··· Listed entries ···

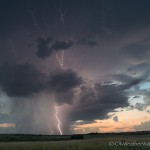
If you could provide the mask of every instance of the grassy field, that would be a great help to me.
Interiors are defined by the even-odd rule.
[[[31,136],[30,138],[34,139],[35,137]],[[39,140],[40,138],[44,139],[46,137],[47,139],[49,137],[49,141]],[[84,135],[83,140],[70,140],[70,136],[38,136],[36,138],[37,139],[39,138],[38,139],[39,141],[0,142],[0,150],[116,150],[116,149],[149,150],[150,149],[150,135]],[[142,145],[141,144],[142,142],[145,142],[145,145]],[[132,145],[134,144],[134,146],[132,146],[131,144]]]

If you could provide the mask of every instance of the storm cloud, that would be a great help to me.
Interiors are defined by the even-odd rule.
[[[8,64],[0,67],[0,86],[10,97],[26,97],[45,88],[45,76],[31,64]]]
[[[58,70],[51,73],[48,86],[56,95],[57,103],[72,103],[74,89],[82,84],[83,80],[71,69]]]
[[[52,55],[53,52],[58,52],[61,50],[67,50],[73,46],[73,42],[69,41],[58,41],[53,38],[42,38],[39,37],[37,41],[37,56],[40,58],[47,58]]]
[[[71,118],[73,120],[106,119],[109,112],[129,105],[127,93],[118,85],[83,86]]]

···
··· Listed entries ···

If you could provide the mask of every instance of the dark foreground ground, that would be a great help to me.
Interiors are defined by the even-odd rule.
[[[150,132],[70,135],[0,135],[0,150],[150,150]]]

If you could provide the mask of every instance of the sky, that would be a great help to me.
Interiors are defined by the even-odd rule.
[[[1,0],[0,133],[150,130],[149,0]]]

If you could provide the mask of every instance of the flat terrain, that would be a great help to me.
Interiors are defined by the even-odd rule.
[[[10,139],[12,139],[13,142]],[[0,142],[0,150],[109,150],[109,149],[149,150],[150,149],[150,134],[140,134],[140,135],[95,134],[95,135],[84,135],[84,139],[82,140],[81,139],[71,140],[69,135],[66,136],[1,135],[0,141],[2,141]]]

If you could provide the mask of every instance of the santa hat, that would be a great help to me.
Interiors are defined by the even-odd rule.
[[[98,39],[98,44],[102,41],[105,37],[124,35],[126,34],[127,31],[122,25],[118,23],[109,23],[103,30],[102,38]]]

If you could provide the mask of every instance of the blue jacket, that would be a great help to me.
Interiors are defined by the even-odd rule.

···

= Task to complete =
Report every line above containing the word "that", copying each one in full.

= Task answer =
If you could provide the mask of every instance of the grassy field, that would be a great help to me.
If you could provide the mask of every instance of the storm cloud, that would be a great help to me.
If you could provide the mask of every instance of the dark foreground ground, that would be a great help to me.
If you could provide the mask of every instance of the sky, that would be a great help to me.
If you could provide the mask of every instance of the flat terrain, that would be a great help to me.
If you could provide the mask of every instance of the santa hat, that would be a great help to me.
If you could provide the mask of every instance of the blue jacket, that would be a great help to me.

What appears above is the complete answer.